Source ▸
Government of the Philippines seeks INTERPOL Red Notice for José Maria Sison

10th Sep 2019

The Philippines National Police (PNP) announced on Tuesday 10 September 2019 that it had sought the assistance of INTERPOL to obtaining a Red Notice for José Maria (Joma) Sison who, along with his wife and 36 others, is facing murder charges in the Philippines. The PNP chief Oscar Albayalde said his officers were coordinating with the Philippine Centre on Transnational Crime for the request.

Mr Sison, founder of the Communist Party of the Philippines (CPP), has been living in exile in the Netherlands since 1987 and has held recognised political refugee status there since 1992. His supporters believe the charges to be politically motivated.

On 28 August 2019, a Manila court issued arrest warrants for Mr Sison and others in connection with the alleged purge of CPP members in 1985. The charges stem from the discovery, by the military, of a mass grave in Incopan, Leyte in 2006. Mr Sison has stated that at the time the killings were to have taken place, he was in military detention having been arrested in 1977 during the presidency of Ferdinand Marcos. Mr Sison was released from detention in March 1986 following the overthrow of the Marcos regime.

Work to do ▸
1. Duplicate the passage about the Red Notice request for José Maria Sison, everything from "Government of the" down to "be politically motivated.", keeping every word as it appears.
2. Pick up the report on the Red Notice request for José Maria Sison after its final sentence and continue it.

Provided information ▸
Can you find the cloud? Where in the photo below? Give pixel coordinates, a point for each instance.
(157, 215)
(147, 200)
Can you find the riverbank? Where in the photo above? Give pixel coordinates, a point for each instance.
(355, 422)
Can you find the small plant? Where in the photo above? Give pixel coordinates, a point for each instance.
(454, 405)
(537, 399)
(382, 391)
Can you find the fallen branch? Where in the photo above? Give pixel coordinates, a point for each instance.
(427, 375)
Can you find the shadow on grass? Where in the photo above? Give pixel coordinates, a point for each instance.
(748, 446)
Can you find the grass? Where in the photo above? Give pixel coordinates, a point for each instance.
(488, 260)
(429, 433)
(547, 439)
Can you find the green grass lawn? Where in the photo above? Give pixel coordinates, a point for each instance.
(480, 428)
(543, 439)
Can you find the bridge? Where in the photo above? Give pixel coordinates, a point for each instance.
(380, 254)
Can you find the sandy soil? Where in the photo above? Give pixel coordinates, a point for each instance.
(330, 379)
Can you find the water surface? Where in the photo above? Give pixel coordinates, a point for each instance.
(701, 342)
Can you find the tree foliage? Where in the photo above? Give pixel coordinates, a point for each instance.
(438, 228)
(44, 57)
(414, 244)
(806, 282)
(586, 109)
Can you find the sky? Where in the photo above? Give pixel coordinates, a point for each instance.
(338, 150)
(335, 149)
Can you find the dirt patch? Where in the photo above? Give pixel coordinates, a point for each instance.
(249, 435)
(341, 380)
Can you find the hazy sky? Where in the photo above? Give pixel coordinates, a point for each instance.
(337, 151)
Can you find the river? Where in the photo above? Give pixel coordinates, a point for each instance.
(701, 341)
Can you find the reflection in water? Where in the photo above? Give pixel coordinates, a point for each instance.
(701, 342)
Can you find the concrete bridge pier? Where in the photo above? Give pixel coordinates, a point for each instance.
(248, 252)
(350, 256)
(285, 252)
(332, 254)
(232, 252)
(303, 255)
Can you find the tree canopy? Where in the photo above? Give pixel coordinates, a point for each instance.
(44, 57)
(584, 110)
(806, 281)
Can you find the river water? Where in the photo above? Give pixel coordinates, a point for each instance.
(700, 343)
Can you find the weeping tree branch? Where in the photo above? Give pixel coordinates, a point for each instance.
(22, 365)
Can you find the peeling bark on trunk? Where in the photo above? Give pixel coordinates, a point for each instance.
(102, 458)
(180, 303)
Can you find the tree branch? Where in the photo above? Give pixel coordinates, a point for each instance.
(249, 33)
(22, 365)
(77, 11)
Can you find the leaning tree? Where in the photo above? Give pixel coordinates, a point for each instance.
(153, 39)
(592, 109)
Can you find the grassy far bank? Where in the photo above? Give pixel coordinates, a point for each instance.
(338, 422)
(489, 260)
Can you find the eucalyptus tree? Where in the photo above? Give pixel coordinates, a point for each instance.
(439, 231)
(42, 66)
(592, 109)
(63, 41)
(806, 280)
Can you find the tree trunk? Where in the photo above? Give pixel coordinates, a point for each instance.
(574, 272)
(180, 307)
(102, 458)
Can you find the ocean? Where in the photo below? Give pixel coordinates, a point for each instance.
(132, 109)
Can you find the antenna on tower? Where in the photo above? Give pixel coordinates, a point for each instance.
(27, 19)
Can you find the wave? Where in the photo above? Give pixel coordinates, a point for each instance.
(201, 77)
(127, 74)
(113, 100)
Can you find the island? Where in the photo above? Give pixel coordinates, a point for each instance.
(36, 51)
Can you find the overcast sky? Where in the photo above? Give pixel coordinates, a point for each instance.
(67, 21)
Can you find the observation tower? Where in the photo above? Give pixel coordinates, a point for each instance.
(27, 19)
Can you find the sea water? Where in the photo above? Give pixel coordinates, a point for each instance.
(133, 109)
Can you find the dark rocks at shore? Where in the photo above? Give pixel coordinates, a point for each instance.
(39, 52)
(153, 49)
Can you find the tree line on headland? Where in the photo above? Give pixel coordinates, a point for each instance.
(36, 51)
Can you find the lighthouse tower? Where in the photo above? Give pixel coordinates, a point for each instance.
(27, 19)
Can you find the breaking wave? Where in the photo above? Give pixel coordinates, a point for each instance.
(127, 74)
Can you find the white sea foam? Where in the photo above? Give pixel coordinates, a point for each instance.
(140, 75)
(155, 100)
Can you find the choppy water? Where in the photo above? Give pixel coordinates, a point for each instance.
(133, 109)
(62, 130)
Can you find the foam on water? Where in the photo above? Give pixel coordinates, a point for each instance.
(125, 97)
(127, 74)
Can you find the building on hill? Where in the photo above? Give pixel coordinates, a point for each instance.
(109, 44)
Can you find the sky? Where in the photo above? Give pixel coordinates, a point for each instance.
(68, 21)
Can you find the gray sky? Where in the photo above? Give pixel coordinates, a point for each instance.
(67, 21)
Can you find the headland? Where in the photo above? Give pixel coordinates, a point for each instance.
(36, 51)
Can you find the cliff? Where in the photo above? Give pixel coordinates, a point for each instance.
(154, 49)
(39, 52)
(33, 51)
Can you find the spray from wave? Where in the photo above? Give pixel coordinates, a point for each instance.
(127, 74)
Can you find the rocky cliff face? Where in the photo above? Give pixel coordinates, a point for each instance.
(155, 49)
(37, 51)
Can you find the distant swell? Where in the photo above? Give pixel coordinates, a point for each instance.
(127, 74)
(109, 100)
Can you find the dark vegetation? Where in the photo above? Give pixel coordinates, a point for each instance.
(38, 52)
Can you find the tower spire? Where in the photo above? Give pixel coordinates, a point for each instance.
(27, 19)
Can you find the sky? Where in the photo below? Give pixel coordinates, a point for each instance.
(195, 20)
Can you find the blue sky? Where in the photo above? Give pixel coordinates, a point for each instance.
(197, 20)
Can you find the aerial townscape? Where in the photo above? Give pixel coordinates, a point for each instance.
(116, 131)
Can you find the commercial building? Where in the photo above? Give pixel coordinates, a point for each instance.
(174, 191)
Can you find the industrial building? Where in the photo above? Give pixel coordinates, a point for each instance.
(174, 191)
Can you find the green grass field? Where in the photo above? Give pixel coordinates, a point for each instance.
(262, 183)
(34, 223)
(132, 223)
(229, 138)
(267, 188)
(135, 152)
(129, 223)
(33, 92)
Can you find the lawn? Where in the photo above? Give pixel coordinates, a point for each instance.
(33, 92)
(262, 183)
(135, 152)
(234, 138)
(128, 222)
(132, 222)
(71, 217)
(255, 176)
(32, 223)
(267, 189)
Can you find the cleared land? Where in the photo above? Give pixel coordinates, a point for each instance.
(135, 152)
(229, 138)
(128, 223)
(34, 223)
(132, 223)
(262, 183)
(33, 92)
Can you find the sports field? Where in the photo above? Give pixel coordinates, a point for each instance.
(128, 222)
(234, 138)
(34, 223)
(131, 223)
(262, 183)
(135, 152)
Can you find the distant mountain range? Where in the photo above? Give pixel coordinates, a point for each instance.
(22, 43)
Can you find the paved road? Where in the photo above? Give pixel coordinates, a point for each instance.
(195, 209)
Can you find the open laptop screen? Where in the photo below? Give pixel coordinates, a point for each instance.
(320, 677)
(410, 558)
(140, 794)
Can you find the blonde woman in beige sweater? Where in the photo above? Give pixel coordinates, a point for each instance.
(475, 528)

Outputs for the tasks ▸
1.
Government of the Philippines seeks INTERPOL Red Notice for José Maria Sison

10th Sep 2019

The Philippines National Police (PNP) announced on Tuesday 10 September 2019 that it had sought the assistance of INTERPOL to obtaining a Red Notice for José Maria (Joma) Sison who, along with his wife and 36 others, is facing murder charges in the Philippines. The PNP chief Oscar Albayalde said his officers were coordinating with the Philippine Centre on Transnational Crime for the request.

Mr Sison, founder of the Communist Party of the Philippines (CPP), has been living in exile in the Netherlands since 1987 and has held recognised political refugee status there since 1992. His supporters believe the charges to be politically motivated.

2.
Should INTERPOL find the Philippines’ request to be compliant with their rules and issue the Red Notice, it remains to be seen how the authorities in the Netherlands would respond. Each member country has the power to decide what legal value it gives to a Red Notice and the authority of their law enforcement officers to make arrests.

Mr Sison enjoys both the protection of the 1951 Refugee Convention as well as Article 3 of the European Convention on Human Rights. The 1951 Convention prohibits contracting states from expelling or returning a refugee to a place where their life or freedom would be threatened by reason of race, religion, nationality, membership of a social group or political opinion and Article 3, an unqualified protection, prohibits against torture and inhuman or degrading punishment.

INTERPOL’s refugee policy seeks to balance the need to protect the rights of refugees while ensuring that criminals do not benefit from abusing refugee status. Each Red Notice request against a refugee will be assessed by INTERPOL on a case-by-case basis and will be refused if the following criteria are met:

  1. the status of refugee or asylum seeker has been confirmed:
  2. the Notice has been requested by the country where the individual fear persecution;
  3. the granting of refugee status is not based on political grounds with regards to the requesting country.

Interior Secretary to the Philippines, Eduardo Año, stated that he has spoken to a deputy ambassador of the European Union to request that Mr Sison’s refugee status in the Netherlands be revoked to facilitate his extradition to the Philippines. Notably, there is no extradition treaty between the Netherlands and the Philippines and as a result any request would need to be assessed by both the Minister of Security and Justice as well as the courts.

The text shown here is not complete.